Extracted data: Begin
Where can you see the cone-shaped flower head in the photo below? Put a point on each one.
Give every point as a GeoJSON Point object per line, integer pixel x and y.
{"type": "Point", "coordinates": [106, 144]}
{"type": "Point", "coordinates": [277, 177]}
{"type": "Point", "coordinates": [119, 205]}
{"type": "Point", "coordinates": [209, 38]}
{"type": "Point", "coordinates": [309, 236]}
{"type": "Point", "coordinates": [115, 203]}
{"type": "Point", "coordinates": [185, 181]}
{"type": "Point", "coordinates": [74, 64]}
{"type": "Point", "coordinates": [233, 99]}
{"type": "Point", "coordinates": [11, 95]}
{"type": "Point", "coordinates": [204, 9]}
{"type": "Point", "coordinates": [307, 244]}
Extracted data: End
What this task involves — Could you reproduce every entry above exactly as written?

Response to the task —
Where can you see the cone-shaped flower head in the photo below? Put a point on each one.
Give every point as a GeoJSON Point object per line, integer pixel x and y.
{"type": "Point", "coordinates": [106, 144]}
{"type": "Point", "coordinates": [277, 177]}
{"type": "Point", "coordinates": [119, 205]}
{"type": "Point", "coordinates": [209, 38]}
{"type": "Point", "coordinates": [309, 236]}
{"type": "Point", "coordinates": [115, 203]}
{"type": "Point", "coordinates": [185, 181]}
{"type": "Point", "coordinates": [74, 64]}
{"type": "Point", "coordinates": [233, 99]}
{"type": "Point", "coordinates": [11, 95]}
{"type": "Point", "coordinates": [204, 9]}
{"type": "Point", "coordinates": [307, 244]}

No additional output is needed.